◆ TEXT TO READ:
# # # # # # #

# Disney Infinity



## Jacob (Aug 17, 2015)

Surprised I haven't seen a thread about this, its one of my favorite games.
Disney infinity is figure based gaming franchise, much in the likes of Skylanders, that is completely revolved around creation and imagination.

The game is similar to _Minecraft_ in the "Toy Box" mode, where you place down pieces to create a Disney, Marvel, or Star Wars themed world any way you want.

Disney Infinity also shares similar aspects to Animal Crossing through collecting, which is a huge aspect of the game. You can buy Disney, Marvel, or Star Wars characters to use in the game, each with different abilities. 

Personally, I probably invest 2-3+ hours in it every time I log on. It's a fairly easy game to get hooked to if you are an avid Disney fan. 

Although it's not as popular as some games around, I would still be interested in see how many people here have tried it out.


----------



## Spongebob (Aug 18, 2015)

I loved the first one


----------



## Jacob (Aug 18, 2015)

Spongebob said:


> I loved the first one



Yea same haha, I like the game bc of the actual disney aspect, so like Marvel kinda ruined it for me.


----------



## Spongebob (Aug 18, 2015)

Jacob_lawall said:


> yoooooo
> Same tho ;D I like the game bc of the actual disney aspect, so like Marvel kinda ruined it 4 me



 Yea thats what I think too, plus I just didnt really like the 2nd one in general.

The first one was loads better for me.

I might get the 3rd one because it has Inside Out figures but idk


----------



## Jacob (Aug 18, 2015)

Spongebob said:


> Yea thats what I think too, plus I just didnt really like the 2nd one in general.
> 
> The first one was loads better for me.
> 
> I might get the 3rd one because it has Inside Out figures but idk



Ya the controls and stuff were better in the first one

im probably only gonna get the disney originals version for 3.0 tbh ive wanted mulan since day 1


----------



## brutalitea (Aug 18, 2015)

I have 1.0 for the Xbox.


----------



## Jacob (Aug 19, 2015)

# # # # # # #

◆ DATA:
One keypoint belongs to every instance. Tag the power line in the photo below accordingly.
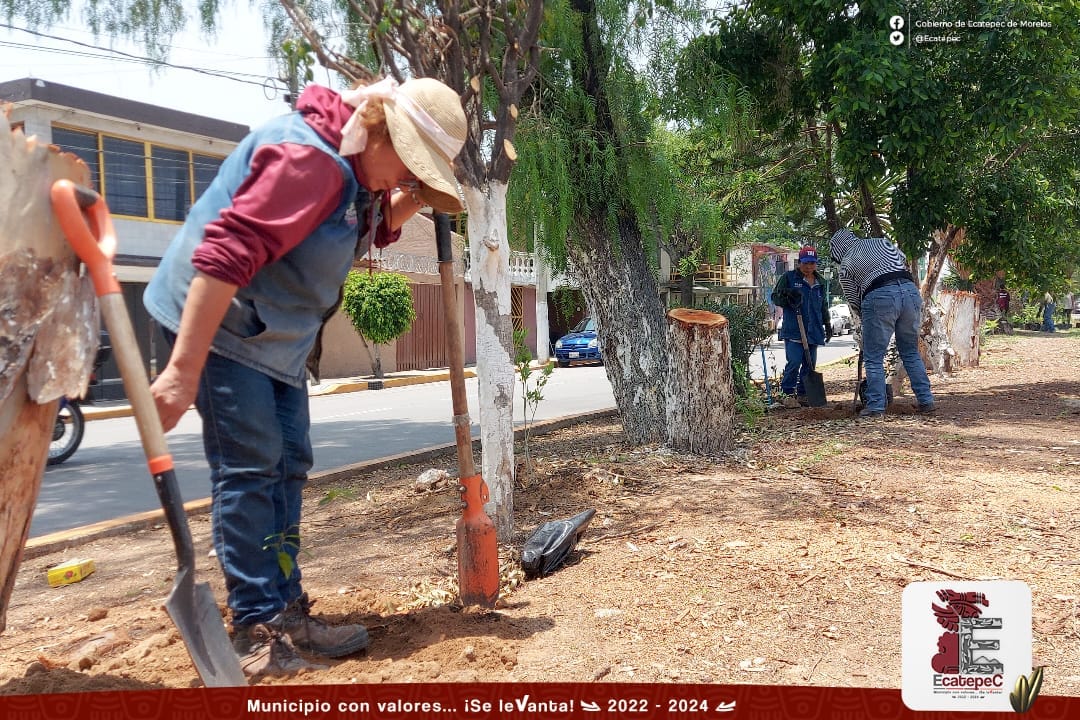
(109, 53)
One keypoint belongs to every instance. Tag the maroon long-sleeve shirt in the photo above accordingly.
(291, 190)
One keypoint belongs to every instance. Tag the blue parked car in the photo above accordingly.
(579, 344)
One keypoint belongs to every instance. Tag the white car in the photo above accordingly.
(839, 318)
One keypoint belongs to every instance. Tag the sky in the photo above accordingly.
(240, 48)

# # # # # # #

◆ EXERCISE TASKS:
1. In the Disney Infinity thread, which game does the first post say the "Toy Box" mode is similar to?
2. Please rewrite the paragraph of the Disney Infinity thread that begins "Disney Infinity also shares similar aspects" as a short bulleted list, keeping its main facts.

◆ ANSWERS PROVIDED:
1. Minecraft.

2.
- Disney Infinity shares aspects with Animal Crossing through collecting, a huge part of the game.
- Players can buy Disney, Marvel, or Star Wars characters to use in the game.
- Each character has different abilities.